__Records for processing__:
# # # #
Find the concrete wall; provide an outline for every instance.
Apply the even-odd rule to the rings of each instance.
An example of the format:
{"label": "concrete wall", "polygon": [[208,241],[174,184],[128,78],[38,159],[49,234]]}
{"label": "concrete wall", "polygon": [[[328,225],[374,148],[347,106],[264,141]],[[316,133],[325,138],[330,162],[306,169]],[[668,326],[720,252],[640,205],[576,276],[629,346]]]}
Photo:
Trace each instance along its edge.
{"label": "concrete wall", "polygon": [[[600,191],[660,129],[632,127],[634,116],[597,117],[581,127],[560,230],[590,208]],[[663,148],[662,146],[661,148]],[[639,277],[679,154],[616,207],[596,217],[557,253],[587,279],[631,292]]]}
# # # #
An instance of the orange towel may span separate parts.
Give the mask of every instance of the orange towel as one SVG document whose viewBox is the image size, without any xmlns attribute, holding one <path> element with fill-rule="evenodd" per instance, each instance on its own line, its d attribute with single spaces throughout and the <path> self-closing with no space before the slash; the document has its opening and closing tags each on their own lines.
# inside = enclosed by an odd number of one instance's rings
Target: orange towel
# # # #
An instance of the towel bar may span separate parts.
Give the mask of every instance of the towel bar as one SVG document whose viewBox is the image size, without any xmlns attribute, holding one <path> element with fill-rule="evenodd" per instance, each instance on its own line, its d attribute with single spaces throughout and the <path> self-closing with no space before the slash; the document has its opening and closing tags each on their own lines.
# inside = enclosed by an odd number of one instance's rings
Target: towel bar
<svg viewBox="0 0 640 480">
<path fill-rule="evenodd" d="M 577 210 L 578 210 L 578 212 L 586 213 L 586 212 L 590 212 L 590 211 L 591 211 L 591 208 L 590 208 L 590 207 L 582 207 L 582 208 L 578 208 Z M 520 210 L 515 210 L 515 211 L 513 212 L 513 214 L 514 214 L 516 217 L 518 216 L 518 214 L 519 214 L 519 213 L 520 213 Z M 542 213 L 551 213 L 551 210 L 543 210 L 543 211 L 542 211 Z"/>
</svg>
# # # #
__What is expected__:
Lines holding "before" in the data above: copy each of them.

__Response area__:
Give the mask of every instance of the orange towel as one SVG document whose viewBox is the image size, without any xmlns attribute, holding one <path> element with fill-rule="evenodd" per instance, each instance on its own line, its d attribute with single spaces throughout and the <path> self-closing with no space before the slash; the document has its opening and closing tags each on their own lines.
Give the mask of every instance of the towel bar as one SVG document whose viewBox is the image size, without any xmlns attribute, holding one <path> element with fill-rule="evenodd" per instance, each instance on its own line, its d attribute with single spaces throughout and the <path> self-closing with no space before the slash; the document has its opening and closing tags each on their own lines.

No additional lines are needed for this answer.